Set tasks:
a) Answer these questions using the text on UFO believers and SETI:
(i) Which three titles does the quoted speaker credit with bringing more press attention?
(ii) Besides calling it unscientific and unsavory, what do SETI people see the UFO community as?
(iii) How does the UFO community usually regard the SETI community?
b) Carry on the text about UFO believers and SETI from the point where it stops.

Source text:
━━━━━━

UFO believers and SETI
proponents mix about as well as cats and dogs. Though the aim of the
two groups is alien contact, their means could not be more
different.
SETI people tend to wrap
themselves in the mantle of science, turning their backs on their
fellow alien seekers in the UFO community, whom they regard as not
only unscientific but often as unsavory. Besides, the UFO community
is seen as a rival for funding dollars.

I have to say that
we have gotten far more attention from the press in the past couple
of years than we did beforehand.... I think it has more to do with Independence
Day and Contact and The X-Files. Science fiction
is motivating a lot of interest, too.

On the other hand, the UFO
community usually regards the SETI community as unbelievably
thick-headed; why are they wasting time and money looking out
there, when the aliens already down here? And while SETI
projects have nothing to show for their efforts after decades of
searching, the UFO community argues that at least it is able to cite
countless reports by the military, airlines pilots, and scientists
of all stripes, as well as your more run-of-the mill observers, that
attest to the claim that the quarry is indeed here.

━━━━━━

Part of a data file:

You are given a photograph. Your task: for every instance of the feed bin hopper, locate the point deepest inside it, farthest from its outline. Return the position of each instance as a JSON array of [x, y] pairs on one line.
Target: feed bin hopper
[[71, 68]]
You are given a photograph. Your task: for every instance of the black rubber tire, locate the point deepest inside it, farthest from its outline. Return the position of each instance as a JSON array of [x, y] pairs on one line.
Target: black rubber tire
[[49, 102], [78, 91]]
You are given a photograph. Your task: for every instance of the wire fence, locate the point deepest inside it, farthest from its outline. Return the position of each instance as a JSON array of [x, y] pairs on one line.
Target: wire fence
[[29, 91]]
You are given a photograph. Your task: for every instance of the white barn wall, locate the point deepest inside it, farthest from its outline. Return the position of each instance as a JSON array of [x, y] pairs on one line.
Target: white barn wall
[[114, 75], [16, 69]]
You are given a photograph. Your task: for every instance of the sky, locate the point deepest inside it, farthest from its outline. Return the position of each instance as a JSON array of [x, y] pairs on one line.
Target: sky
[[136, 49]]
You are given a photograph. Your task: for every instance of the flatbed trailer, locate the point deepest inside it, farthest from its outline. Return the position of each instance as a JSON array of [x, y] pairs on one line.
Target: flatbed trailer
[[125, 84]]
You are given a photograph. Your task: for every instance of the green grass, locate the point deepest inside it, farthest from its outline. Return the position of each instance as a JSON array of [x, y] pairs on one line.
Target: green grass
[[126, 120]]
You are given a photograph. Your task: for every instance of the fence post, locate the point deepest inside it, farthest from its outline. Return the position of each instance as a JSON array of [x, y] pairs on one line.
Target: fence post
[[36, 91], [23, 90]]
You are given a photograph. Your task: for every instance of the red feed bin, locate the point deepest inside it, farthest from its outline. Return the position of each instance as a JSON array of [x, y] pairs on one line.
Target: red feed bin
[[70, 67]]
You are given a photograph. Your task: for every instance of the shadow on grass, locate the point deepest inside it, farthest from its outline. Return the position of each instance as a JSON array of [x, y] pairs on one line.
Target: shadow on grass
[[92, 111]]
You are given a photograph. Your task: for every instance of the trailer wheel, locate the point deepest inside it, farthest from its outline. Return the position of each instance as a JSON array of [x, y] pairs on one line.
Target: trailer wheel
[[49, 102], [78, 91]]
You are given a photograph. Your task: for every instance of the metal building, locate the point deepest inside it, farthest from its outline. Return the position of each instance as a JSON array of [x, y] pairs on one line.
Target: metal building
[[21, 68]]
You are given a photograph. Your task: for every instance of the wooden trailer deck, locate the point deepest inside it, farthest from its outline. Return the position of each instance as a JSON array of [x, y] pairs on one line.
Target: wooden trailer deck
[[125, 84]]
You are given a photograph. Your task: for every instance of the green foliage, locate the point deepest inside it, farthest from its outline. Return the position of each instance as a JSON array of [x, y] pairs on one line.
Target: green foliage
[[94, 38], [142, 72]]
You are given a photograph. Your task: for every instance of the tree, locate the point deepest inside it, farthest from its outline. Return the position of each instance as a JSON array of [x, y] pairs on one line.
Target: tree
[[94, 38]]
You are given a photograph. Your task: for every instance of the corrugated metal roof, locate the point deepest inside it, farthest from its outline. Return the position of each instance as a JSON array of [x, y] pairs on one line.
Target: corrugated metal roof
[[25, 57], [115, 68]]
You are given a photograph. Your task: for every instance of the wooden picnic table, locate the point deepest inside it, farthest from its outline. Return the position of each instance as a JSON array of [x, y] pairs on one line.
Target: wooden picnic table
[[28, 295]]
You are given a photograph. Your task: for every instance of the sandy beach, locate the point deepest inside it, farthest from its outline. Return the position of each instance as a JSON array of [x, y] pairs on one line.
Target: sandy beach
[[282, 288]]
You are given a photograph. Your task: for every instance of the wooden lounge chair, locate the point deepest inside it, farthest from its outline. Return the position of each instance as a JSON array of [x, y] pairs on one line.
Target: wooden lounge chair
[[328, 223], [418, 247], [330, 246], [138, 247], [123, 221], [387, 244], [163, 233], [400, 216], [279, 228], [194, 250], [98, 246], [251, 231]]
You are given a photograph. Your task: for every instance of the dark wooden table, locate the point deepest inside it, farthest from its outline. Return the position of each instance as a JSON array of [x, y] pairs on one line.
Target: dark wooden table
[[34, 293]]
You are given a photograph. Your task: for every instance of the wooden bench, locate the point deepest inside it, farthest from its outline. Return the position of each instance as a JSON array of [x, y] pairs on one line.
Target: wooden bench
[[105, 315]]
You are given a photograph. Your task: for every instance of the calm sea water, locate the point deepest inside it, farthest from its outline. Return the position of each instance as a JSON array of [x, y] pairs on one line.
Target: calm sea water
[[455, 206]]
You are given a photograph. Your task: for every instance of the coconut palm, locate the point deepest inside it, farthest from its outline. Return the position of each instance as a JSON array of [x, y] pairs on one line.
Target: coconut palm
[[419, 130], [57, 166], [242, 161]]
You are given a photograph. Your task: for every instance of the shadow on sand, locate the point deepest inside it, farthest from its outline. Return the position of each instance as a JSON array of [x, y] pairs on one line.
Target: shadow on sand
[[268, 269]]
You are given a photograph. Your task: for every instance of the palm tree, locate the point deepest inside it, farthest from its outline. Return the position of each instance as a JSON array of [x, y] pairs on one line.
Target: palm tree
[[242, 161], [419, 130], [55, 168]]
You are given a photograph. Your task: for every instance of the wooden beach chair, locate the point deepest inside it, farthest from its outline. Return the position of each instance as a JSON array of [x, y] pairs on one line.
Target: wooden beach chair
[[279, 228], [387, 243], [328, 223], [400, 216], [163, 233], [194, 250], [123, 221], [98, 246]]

━━━━━━

Answer list:
a)
(i) Independence Day, Contact and The X-Files.
(ii) A rival for funding dollars.
(iii) As unbelievably thick-headed.

b)
One astronomer who has to
confront this often highly sensitive UFO/SETI relationship on a
regular basis is Seth Shostak, the witty and eloquent spokesperson
of the SETI Institute. When he spoke in London, Ontario last week at
the 19th annual meeting of the Society for Scientific Exploration --
a group of scientists interested in probing UFOs, psychic phenomena
and other unorthodox topics -- I took the opportunity to ask him a
few questions about the behavior of this decidedly "odd
couple."
Patrick Huyghe,
SPACE.com: There
seems to be some conflict between the UFO community and the SETI
community though the only apparent difference is that the UFO
believers say the aliens are here, and the SETI people say
they're out there.
Seth Shostak, SETI
Institute: Exactly.
But I don't see it as a conflict. There is certainly a conflation of
the two. We are regularly assumed to be investigating UFO reports. I
get a phone call a week from somebody who makes that assumption, who
wants me to come out and investigate some UFO phenomenon. So there's
that. But I don't think there is anything particularly detrimental
to our activities because of people being interested in UFOs. I
think its unfortunate that many of them believe conspiracy theories
and so forth, that that information is somehow being withheld by the
scientific community, because I don't see that.
PH: So
maybe the problem is not so much a conflict, as a perception, or
confusion, on the part of the public that the SETI projects and the
UFO search are one and the same.
SS: That's
right, there is a lot of confusion. I know that there are people in
the SETI community who find it dismaying, not so much because of the
UFO story per se, but they worry about credibility amongst their
colleagues and amongst whoever is funding them, of course. To keep
our funding we need to keep ourselves at arms' distance from the UFO
community. But I'm not sure how strong an argument that really is.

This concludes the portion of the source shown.